Object pointing dataset entries

################

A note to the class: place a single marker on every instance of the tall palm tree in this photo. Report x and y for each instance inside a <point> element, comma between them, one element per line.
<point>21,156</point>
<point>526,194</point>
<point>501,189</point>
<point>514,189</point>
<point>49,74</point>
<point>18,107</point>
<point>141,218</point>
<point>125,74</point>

################

Write out each of the entries above again, word for word, with nothing changed.

(WORKED SOLUTION):
A note to the class: place a single marker on every instance of the tall palm tree in this photo. Report x and y for each instance inside a <point> element, comma between them, one element per line.
<point>21,156</point>
<point>526,194</point>
<point>501,189</point>
<point>514,189</point>
<point>49,74</point>
<point>18,107</point>
<point>141,218</point>
<point>125,74</point>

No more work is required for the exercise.